■ Study questions ■
a) Duplicate the passage of the blindfolded massage account from "It was 1997, and" to "his own eyes.".
b) Finish out the next part of the account of the blindfolded massage class, picking up after its last sentence.

■ Excerpted text ■
■ ■ ■ ■ ■
It was 1997, and I was enrolled in the basic program at the Pittsburgh School of Massage Therapy. Toward the end of the program, our Swedish massage instructors required us to perform full-body massages while blindfolded. It turned out to be one of the most magical days of my education.
Our class of 12 gathered in one of the larger rooms where six massage tables were set up. Light filtered in through the Venetian blinds, soft music played, and candles were lit. Along with our two regular teachers, two other instructors quietly meandered around the room. We had split up into pairs, and one person nestled into linens while the other tied a blindfold around her or his own eyes.
I remember my heart was thundering. I don’t know why. I remember crying into my blindfold. I don’t know why. But it passed. I remember apologizing in advance to my “client” for touching anything I shouldn’t touch since I couldn’t see.
Yet, that day, I remember “seeing” more clearly than I had ever seen before.
Blindfolded, I saw the tendon valleys in her hands, the rise and dip of each rib, the landmark crest of her hips, the definition in her calf muscles, the texture of her skin, the strength and power in her body, the life in her breathing. And I could “see” with my fingers when I approached those few don’t-touch zones. By virtue of a curve, or a dip, or a rise, I knew where I was. I learned to trust my hands.
The room that at first seemed silent was actually filled with the sounds of healing. I remember hearing breathing, sighs from givers and receivers, quiet music, slow footsteps. I felt the energy of observant teachers close by. I felt the strong connections between my client and me, the other tables, our teachers, our school, and the world outside.
■ ■ ■ ■ ■
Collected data
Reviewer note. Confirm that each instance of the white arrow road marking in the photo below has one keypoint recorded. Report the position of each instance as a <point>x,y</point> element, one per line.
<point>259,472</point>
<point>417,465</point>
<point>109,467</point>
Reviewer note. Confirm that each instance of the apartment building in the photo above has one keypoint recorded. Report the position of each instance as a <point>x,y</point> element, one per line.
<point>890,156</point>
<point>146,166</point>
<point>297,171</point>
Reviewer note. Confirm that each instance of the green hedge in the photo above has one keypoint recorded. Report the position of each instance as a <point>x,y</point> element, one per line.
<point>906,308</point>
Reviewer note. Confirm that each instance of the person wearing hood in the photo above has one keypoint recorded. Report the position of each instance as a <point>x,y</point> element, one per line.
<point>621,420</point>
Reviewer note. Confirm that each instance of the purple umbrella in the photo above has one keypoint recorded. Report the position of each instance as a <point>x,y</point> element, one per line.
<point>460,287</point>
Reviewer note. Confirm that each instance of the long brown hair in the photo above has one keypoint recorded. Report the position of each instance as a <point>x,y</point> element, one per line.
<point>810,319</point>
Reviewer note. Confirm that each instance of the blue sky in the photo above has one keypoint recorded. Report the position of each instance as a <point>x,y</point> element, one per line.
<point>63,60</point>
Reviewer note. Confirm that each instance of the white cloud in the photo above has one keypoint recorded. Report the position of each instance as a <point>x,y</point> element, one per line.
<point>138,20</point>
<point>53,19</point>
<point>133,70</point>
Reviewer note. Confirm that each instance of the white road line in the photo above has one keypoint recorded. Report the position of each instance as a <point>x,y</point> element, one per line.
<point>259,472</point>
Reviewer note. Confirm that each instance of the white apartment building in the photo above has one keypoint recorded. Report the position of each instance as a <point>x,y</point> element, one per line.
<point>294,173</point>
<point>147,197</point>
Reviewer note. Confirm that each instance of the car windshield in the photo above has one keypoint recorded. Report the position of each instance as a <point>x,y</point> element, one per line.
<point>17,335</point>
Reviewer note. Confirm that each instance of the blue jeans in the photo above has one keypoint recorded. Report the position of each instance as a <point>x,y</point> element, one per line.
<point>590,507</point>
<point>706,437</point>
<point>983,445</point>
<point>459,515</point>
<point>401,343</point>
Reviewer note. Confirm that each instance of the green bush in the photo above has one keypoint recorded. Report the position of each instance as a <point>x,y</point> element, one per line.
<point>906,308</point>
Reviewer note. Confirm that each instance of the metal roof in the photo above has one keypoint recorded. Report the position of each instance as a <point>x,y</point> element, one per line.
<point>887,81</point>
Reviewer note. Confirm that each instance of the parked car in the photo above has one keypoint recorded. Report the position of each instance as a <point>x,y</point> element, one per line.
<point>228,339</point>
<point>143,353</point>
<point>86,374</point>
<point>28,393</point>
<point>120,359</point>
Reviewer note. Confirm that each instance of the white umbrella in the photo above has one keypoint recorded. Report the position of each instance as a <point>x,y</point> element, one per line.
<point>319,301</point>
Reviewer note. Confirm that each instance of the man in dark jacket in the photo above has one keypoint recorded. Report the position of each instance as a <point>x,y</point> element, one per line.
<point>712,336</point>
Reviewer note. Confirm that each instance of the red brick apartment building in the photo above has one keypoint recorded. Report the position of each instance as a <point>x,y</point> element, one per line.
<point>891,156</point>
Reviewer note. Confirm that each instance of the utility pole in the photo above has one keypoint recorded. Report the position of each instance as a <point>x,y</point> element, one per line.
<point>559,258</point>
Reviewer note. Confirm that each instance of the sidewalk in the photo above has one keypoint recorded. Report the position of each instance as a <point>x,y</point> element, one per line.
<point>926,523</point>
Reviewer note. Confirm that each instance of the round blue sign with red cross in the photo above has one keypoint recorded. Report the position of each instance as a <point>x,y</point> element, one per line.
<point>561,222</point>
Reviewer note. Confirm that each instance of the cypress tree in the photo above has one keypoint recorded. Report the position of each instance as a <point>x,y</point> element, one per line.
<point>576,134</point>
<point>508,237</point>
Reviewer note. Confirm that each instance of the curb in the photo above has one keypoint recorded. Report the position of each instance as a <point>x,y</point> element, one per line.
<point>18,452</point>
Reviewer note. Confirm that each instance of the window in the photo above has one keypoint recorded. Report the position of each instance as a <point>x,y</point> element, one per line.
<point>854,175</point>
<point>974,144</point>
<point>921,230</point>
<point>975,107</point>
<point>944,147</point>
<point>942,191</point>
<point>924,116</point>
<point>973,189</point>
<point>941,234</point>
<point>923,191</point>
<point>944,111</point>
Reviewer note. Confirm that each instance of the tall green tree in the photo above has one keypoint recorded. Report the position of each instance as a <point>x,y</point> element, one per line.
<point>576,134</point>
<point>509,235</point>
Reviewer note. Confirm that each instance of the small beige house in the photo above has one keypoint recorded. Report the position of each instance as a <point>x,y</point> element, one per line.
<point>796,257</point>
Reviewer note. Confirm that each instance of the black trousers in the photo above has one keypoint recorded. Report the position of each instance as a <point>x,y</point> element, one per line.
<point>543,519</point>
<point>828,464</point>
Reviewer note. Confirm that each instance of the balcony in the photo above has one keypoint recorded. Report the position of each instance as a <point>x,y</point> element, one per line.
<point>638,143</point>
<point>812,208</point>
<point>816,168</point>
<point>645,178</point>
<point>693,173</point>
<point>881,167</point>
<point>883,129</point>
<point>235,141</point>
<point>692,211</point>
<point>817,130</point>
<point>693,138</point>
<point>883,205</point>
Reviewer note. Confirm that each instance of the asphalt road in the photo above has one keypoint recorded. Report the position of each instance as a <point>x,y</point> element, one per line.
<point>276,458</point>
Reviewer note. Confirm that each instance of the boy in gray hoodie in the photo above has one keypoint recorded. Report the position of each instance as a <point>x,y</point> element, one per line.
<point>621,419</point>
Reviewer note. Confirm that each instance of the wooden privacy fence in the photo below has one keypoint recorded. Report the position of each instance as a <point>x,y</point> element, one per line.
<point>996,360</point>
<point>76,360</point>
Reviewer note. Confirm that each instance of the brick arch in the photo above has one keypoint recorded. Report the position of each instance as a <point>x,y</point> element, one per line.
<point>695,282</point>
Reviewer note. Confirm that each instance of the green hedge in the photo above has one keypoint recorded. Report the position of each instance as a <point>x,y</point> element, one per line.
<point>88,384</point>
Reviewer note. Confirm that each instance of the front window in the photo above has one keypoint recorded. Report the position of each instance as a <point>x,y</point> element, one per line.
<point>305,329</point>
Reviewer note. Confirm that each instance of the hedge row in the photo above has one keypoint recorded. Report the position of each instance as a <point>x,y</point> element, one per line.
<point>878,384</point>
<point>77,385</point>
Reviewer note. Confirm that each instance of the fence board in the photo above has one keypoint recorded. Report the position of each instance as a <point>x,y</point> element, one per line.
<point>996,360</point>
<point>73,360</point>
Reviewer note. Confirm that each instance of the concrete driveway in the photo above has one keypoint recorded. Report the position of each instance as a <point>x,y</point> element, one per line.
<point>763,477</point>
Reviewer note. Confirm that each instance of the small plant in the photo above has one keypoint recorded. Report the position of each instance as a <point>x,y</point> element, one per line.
■ ■ ■ ■ ■
■ Answers to this exercise ■
a)
It was 1997, and I was enrolled in the basic program at the Pittsburgh School of Massage Therapy. Toward the end of the program, our Swedish massage instructors required us to perform full-body massages while blindfolded. It turned out to be one of the most magical days of my education.
Our class of 12 gathered in one of the larger rooms where six massage tables were set up. Light filtered in through the Venetian blinds, soft music played, and candles were lit. Along with our two regular teachers, two other instructors quietly meandered around the room. We had split up into pairs, and one person nestled into linens while the other tied a blindfold around her or his own eyes.

b)
Just as there was no sight, there were no words. No one spoke, and no one looked, but volumes were said and masterpieces were seen.
I remember standing taller because I wasn’t tempted to hang my head to stare at my hands. I remember feeling my own body’s movement through time and space. I was lost in my sense of touch.
The teachers had to quietly urge us on—we were lingering, slowing down, really feeling the body under our hands and not just touching it. We could have spent hours giving just one massage.
I was calm. I was excited. I was alone, yet I was a part of the world. I felt and sensed so many things all at once.
When it was my turn to receive, it was from a classmate whose hands—I knew from experience—I really didn’t like. Yet after my massage, I was delighted to honestly tell her that it was the best massage she had ever given to me. Her hands were softer, her pace was slower, and there was no urgency or tension in her touch.
That day has stayed with me. Now, as I work in my massage therapy office, I often close my eyes so I can see better. I find myself clearly visualizing my client, sculpting with my hands, painting with my fingers. And I trust myself more. Blindfolded massage was eye-opening for me.